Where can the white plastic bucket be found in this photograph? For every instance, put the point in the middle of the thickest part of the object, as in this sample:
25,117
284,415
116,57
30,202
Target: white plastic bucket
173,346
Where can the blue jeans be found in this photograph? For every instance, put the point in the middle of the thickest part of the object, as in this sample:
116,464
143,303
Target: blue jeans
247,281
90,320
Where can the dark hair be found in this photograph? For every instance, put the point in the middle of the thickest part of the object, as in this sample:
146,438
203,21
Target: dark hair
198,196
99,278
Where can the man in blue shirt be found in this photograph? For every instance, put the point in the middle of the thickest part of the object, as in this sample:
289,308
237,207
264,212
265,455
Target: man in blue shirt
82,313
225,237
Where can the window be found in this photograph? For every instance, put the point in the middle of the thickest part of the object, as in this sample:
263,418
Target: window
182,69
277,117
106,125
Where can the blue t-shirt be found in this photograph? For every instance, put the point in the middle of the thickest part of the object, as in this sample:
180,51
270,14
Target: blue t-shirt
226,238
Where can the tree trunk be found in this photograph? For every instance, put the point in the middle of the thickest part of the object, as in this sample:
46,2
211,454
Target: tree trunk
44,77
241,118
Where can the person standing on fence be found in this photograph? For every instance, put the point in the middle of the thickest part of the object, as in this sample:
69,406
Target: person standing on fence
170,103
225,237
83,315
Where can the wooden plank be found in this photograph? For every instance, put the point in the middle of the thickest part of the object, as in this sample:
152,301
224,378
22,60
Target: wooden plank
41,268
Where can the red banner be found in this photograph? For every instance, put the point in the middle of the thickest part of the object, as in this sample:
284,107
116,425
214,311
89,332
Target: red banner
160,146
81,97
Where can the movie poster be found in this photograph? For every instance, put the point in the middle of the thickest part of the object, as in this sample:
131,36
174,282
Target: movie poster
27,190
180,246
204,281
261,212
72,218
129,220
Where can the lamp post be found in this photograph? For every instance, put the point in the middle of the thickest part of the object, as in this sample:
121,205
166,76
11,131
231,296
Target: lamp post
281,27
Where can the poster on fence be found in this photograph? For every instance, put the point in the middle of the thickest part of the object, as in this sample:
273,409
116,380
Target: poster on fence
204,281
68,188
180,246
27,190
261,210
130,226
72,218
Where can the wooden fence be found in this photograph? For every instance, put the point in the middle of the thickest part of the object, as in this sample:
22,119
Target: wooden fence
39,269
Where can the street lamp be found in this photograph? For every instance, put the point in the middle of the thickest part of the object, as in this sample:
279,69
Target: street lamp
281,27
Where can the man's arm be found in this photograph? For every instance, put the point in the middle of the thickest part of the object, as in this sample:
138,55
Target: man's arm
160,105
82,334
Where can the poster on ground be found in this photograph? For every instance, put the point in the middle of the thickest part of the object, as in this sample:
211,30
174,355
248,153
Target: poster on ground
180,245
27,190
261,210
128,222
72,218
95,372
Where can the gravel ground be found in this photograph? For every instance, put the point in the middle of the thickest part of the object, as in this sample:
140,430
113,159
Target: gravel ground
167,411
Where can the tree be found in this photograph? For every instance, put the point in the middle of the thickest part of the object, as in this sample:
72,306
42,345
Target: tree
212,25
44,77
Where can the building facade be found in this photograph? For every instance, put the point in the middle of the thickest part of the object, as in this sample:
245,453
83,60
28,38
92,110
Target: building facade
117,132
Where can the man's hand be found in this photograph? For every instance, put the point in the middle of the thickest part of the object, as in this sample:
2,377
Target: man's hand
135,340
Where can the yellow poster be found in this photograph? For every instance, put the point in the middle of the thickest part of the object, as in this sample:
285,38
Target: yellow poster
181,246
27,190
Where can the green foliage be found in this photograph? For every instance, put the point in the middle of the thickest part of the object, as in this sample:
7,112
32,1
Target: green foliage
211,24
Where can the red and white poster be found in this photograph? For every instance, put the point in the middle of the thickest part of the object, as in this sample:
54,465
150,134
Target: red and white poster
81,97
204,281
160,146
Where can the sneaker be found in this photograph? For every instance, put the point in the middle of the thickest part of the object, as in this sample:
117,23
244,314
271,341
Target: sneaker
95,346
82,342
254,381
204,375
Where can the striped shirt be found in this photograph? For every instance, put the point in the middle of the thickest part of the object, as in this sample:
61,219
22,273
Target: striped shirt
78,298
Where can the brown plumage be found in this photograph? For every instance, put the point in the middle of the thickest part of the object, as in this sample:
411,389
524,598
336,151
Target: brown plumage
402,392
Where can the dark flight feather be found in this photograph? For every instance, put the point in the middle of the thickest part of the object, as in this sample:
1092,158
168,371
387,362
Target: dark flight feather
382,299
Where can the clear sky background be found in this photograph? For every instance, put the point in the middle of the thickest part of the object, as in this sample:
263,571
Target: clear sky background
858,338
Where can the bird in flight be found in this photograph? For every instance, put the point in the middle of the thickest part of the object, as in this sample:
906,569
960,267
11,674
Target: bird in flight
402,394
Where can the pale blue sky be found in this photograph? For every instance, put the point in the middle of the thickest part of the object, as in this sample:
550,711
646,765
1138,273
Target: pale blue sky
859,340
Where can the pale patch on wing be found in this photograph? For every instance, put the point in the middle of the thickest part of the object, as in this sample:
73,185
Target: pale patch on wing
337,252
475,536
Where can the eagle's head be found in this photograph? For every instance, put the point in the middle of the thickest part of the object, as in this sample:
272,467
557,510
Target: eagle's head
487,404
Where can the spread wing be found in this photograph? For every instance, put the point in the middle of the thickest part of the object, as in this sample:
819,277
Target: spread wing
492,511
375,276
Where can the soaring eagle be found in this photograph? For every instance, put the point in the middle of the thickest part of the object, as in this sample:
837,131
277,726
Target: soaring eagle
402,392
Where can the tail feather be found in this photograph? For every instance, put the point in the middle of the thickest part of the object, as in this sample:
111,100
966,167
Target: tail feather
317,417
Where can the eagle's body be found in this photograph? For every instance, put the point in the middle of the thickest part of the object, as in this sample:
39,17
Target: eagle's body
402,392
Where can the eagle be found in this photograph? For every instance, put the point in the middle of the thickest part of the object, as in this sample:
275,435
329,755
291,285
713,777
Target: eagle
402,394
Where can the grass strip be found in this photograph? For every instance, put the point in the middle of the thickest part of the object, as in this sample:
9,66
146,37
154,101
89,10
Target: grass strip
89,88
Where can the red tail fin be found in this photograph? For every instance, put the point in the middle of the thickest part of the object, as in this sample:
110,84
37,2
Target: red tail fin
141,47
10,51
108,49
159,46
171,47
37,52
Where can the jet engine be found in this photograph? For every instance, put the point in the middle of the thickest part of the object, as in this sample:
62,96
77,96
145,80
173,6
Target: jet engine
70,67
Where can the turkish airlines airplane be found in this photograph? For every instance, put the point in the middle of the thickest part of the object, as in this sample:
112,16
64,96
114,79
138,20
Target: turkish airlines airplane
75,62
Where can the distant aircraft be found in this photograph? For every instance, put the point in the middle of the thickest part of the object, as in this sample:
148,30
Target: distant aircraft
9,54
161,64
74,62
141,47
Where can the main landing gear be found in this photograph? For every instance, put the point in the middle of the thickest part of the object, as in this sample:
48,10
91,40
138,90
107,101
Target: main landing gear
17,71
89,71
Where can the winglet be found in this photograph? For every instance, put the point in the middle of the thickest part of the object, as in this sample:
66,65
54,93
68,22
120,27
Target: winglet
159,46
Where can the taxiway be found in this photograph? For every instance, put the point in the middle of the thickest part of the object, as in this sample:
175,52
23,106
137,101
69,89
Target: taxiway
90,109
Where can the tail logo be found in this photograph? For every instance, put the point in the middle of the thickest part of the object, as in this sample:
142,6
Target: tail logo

TASK INSTRUCTIONS> Can you write out everything from the line containing "Where can the taxiway" down to the end of the material again, switching "taxiway" to "runway" and leaving the rest unchanged?

COMPLETED EXERCISE>
Where can the runway be found in this photograph? For every instance, put the point in the middle of the thickest part of the object, as in this sample:
175,52
23,106
137,101
69,89
Target: runway
90,109
Where can the tail logo be found in this photograph? For every instance, put the point in the middle of the thickest part of the object, as in this sample:
142,6
Target: tail logo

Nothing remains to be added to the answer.